# DESCRIPTION OF THE TASK
From the data below, pull out every line containing the string "brick". Matching is case-sensitive.

Object location entries for images:
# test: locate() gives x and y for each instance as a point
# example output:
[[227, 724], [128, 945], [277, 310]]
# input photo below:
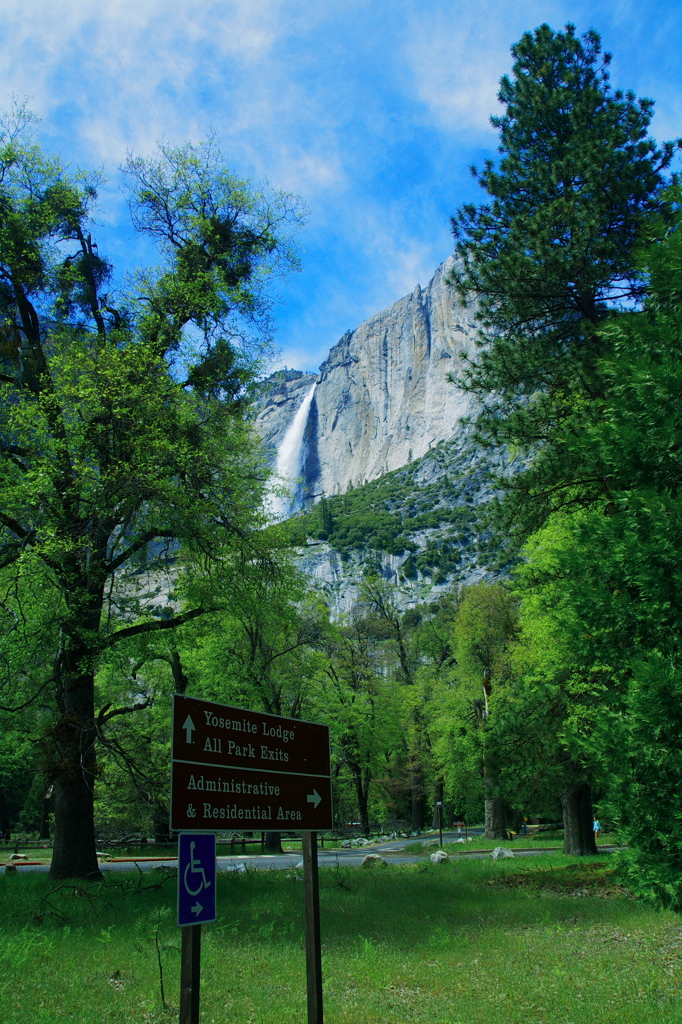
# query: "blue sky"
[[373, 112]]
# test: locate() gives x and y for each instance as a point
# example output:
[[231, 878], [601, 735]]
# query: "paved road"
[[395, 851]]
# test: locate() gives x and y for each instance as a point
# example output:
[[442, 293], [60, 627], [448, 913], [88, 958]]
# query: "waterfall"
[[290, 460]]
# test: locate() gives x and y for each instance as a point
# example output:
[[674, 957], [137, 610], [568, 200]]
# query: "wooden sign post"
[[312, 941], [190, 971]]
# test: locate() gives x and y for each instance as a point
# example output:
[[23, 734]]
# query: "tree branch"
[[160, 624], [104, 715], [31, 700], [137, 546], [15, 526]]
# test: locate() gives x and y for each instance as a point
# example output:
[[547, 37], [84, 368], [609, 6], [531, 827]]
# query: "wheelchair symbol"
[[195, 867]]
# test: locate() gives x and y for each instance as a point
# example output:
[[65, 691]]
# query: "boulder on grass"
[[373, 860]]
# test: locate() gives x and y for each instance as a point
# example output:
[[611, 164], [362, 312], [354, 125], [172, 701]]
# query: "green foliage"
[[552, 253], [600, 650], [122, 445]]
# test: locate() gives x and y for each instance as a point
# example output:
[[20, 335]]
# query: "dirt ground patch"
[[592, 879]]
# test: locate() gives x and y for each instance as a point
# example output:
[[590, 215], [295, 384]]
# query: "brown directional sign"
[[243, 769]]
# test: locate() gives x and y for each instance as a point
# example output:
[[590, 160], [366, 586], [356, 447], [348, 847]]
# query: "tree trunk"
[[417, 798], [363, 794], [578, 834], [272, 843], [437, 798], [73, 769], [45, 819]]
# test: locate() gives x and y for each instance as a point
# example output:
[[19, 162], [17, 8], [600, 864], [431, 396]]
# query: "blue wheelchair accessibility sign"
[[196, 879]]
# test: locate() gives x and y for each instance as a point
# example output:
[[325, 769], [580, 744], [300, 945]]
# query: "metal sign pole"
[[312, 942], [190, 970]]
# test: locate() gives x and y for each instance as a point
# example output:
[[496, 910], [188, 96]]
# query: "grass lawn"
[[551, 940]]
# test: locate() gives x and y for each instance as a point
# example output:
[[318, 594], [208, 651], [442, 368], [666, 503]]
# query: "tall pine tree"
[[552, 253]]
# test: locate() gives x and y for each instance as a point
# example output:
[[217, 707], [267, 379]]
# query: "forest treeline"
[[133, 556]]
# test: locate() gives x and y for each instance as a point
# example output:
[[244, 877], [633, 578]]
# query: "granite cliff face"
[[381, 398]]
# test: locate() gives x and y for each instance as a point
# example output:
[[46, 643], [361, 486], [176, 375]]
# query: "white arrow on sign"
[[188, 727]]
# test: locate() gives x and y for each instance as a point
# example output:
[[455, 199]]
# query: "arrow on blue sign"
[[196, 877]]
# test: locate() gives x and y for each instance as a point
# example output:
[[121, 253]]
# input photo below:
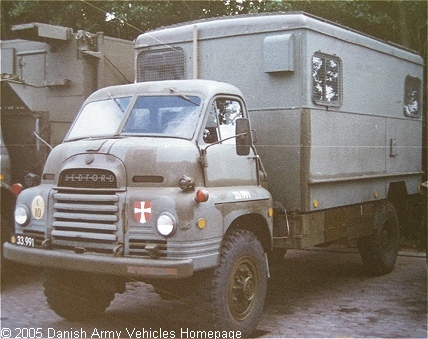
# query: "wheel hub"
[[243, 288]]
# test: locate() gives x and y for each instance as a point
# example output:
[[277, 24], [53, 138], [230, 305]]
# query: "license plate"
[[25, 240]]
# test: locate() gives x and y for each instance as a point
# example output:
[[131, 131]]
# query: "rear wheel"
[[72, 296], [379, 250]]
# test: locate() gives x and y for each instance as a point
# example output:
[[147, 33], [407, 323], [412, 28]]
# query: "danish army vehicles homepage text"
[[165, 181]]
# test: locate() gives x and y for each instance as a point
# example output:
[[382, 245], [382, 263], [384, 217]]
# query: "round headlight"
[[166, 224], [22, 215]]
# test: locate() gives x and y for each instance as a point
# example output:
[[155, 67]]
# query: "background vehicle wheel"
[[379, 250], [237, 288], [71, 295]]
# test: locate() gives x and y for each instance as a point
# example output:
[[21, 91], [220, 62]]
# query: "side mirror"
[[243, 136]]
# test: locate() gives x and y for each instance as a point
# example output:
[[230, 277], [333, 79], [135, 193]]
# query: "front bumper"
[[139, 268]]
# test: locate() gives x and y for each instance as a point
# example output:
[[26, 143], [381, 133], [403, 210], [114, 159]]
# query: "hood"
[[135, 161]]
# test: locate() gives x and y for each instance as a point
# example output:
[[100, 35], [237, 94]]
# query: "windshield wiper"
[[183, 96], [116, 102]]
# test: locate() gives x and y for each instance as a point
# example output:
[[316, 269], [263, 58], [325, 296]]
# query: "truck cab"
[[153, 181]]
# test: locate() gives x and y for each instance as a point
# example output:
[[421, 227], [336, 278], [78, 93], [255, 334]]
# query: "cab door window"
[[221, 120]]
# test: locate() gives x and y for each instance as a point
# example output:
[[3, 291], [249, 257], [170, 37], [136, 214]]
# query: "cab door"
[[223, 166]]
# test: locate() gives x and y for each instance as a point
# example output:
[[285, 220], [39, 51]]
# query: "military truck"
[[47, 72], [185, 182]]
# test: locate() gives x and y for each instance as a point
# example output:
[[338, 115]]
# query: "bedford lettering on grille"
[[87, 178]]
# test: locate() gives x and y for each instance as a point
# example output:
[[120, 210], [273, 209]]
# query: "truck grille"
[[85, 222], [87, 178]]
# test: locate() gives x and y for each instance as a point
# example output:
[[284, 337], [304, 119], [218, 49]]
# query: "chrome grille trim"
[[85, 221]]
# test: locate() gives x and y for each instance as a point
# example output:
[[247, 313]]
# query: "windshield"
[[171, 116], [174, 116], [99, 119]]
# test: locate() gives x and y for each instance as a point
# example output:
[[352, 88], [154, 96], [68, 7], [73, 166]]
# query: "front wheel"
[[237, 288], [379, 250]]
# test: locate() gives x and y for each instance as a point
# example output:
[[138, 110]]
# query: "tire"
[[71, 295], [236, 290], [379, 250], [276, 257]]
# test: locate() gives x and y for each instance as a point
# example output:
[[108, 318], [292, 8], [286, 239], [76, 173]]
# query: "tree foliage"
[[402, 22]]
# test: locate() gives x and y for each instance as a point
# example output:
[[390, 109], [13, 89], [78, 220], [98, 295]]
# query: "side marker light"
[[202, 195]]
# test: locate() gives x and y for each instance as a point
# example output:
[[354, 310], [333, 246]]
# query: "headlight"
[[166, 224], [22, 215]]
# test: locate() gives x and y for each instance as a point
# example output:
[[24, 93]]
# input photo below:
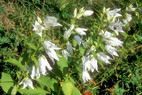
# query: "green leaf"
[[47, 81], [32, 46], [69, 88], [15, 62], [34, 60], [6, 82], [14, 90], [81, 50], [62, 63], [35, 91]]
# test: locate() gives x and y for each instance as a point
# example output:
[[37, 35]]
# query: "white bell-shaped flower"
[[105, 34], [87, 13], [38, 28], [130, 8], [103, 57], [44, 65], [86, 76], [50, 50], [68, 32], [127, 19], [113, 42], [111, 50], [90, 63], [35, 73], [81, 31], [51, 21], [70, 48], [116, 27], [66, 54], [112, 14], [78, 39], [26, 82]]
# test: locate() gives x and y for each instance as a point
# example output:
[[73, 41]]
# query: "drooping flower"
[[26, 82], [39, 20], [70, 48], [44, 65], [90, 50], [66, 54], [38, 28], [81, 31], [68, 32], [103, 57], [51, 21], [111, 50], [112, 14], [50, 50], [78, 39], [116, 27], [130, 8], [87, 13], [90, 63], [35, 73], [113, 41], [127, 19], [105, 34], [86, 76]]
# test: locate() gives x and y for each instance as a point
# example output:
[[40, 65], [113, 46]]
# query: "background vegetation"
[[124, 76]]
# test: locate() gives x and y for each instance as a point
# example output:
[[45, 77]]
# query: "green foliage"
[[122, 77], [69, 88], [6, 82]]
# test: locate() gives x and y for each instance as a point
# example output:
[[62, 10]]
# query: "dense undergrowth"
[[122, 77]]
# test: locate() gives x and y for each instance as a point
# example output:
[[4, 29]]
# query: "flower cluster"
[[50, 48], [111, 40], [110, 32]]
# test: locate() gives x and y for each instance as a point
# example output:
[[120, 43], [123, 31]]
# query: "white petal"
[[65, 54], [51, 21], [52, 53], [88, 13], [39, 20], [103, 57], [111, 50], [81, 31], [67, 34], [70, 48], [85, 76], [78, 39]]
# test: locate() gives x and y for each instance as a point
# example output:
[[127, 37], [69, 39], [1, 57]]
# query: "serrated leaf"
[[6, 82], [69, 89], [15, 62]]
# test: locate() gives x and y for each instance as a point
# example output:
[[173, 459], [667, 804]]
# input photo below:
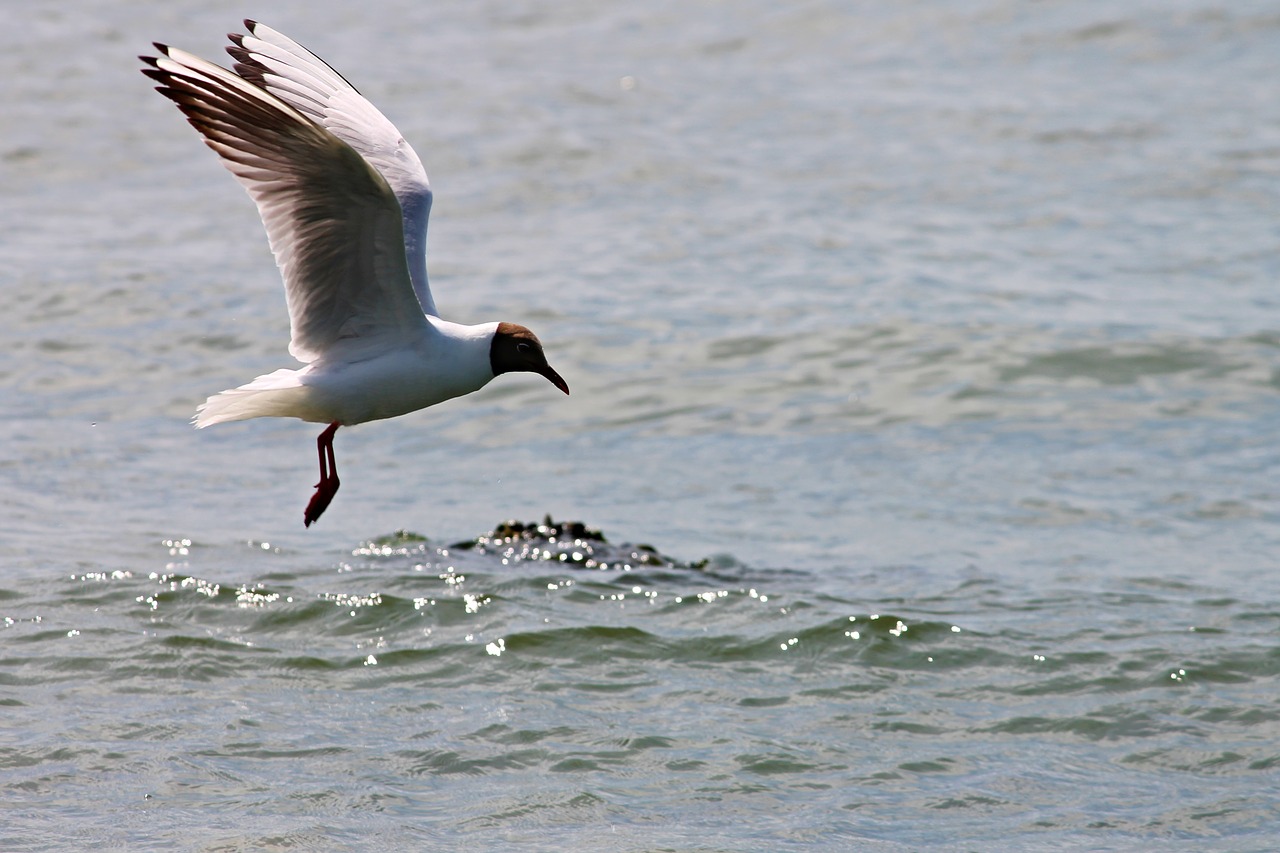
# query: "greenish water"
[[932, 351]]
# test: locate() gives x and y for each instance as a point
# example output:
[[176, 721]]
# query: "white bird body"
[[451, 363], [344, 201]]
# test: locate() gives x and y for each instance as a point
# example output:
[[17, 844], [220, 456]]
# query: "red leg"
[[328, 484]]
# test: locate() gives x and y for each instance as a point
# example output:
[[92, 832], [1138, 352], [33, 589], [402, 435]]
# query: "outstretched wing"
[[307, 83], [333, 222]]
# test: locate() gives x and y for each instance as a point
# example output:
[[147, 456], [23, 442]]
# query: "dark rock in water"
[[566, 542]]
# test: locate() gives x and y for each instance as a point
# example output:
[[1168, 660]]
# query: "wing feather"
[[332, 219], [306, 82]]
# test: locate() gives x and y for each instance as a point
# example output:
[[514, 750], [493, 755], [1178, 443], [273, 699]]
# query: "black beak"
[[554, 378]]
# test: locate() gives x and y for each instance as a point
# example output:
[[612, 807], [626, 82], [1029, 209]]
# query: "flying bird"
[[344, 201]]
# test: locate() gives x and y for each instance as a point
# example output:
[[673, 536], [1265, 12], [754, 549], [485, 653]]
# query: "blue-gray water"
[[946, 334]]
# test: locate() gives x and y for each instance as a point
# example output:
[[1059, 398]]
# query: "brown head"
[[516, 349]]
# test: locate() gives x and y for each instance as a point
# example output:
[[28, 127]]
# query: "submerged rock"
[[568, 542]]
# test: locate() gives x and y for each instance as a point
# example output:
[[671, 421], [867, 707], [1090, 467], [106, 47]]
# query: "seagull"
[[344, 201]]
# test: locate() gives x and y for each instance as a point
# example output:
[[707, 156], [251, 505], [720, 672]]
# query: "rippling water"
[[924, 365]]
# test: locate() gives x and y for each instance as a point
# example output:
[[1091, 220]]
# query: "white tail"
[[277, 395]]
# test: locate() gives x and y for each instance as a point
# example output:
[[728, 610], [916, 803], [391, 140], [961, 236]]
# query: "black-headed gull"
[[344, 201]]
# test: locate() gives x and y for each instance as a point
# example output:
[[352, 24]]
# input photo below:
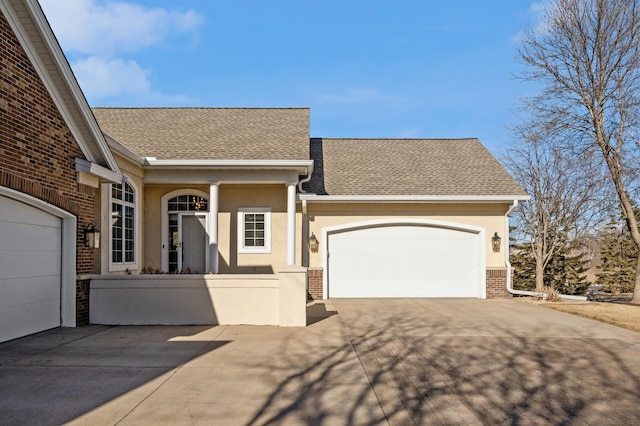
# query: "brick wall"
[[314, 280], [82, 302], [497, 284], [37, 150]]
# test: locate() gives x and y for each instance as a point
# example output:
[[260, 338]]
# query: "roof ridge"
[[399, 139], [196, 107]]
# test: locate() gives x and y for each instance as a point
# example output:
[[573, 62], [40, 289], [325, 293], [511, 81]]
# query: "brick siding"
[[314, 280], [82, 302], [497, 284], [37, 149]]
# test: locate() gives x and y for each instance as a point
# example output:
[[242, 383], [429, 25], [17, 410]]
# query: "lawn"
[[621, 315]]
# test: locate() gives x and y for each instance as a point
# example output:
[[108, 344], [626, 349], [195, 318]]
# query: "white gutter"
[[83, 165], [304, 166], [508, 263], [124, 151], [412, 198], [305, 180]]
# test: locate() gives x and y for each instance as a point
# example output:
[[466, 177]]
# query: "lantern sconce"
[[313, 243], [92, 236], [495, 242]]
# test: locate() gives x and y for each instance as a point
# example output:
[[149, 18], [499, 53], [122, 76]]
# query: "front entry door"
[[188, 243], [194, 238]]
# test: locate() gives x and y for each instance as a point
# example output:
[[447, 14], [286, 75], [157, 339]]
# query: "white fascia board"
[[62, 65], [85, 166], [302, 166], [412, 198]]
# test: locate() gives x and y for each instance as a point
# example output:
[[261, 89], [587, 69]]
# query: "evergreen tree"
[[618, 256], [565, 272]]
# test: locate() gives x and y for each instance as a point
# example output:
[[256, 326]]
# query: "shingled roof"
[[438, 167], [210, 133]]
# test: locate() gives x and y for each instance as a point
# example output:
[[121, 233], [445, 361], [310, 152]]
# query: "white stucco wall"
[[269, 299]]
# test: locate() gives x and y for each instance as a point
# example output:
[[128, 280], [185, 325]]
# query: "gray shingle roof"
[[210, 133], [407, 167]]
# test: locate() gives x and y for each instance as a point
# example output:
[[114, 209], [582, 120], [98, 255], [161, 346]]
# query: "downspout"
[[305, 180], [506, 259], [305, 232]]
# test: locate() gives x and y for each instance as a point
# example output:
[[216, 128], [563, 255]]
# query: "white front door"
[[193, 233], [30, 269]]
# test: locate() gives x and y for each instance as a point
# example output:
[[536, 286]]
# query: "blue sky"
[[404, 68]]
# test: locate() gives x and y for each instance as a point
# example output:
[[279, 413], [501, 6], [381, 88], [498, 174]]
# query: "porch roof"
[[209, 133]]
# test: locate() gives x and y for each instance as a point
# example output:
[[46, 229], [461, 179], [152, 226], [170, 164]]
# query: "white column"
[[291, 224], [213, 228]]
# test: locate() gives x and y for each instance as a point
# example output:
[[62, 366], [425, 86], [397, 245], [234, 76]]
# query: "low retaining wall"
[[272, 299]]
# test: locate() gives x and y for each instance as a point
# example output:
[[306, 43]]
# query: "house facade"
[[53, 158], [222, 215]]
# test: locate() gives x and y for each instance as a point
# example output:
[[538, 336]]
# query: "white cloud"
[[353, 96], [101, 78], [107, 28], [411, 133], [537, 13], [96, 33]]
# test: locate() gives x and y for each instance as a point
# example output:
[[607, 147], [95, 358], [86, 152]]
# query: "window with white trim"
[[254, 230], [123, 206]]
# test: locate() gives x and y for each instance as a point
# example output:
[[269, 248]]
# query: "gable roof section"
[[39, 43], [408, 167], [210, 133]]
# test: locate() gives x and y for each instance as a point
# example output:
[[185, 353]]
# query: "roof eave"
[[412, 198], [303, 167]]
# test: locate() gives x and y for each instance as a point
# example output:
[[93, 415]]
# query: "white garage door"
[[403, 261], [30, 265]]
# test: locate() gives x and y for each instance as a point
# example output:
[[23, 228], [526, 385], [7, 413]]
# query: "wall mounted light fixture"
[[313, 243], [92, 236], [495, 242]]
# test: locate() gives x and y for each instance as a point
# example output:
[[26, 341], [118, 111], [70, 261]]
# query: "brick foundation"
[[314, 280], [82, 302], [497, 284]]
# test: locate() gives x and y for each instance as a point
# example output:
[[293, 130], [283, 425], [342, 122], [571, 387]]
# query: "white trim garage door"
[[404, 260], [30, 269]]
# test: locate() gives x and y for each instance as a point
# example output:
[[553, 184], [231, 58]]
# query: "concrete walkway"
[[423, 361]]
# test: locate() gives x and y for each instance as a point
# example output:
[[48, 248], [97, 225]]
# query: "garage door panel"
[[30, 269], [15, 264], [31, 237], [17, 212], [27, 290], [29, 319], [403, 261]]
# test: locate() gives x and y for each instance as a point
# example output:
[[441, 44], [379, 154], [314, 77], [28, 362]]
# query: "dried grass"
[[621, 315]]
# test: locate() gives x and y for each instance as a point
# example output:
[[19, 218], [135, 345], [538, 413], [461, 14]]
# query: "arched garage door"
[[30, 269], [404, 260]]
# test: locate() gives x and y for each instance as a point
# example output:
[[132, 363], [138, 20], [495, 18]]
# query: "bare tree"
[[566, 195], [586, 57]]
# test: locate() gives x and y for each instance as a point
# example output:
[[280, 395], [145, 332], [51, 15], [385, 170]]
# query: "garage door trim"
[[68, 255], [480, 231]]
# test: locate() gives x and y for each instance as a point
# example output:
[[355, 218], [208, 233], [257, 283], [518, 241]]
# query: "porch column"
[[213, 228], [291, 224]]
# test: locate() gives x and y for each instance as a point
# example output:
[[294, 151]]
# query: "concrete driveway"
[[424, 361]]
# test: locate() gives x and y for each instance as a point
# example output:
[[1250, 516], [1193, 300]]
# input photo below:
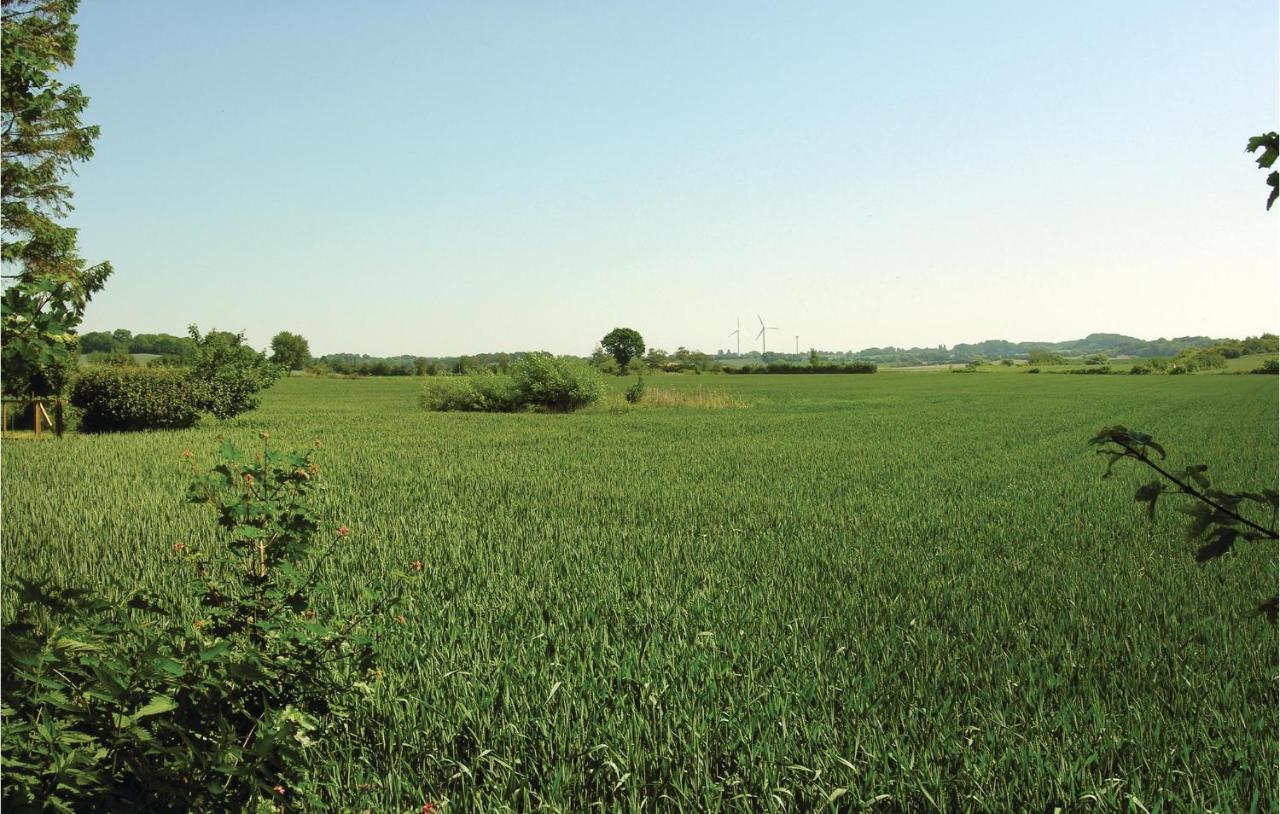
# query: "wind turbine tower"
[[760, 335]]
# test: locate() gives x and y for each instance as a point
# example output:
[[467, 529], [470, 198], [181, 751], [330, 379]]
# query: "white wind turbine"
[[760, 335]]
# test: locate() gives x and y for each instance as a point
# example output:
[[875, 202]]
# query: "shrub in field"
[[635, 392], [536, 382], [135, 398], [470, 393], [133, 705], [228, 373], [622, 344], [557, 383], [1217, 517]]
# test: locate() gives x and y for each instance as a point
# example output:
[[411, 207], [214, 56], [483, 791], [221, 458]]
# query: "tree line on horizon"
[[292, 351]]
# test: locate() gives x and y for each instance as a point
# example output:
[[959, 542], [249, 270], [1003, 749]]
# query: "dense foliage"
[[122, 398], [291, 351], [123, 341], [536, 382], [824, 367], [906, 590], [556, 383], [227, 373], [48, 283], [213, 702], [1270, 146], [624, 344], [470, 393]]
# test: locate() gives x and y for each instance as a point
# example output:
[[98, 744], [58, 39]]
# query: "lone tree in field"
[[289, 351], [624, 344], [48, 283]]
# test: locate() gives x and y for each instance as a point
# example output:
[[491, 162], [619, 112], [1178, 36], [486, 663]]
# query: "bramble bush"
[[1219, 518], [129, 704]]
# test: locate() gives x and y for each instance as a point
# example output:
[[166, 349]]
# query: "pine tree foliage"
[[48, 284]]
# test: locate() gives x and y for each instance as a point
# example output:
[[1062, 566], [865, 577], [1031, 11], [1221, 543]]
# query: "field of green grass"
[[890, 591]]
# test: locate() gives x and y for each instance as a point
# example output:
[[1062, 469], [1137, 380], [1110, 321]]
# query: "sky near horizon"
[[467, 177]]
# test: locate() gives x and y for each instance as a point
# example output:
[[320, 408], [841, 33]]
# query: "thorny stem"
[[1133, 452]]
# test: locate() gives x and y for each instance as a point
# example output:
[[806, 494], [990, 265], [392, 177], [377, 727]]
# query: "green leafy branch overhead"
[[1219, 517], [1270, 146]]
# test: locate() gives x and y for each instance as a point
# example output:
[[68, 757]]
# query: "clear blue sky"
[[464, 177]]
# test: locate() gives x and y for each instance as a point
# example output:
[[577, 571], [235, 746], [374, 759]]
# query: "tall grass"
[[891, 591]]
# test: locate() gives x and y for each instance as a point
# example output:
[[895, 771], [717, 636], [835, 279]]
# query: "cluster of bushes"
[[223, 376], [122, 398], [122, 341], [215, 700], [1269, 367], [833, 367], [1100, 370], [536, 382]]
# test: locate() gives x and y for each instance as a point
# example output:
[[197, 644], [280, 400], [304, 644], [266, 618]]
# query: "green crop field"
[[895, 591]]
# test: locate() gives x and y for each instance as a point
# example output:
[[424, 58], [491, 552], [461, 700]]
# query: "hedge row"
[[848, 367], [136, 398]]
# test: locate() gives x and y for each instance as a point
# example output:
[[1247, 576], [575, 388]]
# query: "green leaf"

# REPLY TO THE EXERCISE
# query: "brick wall"
# query: "brick siding"
# query: "brick foundation"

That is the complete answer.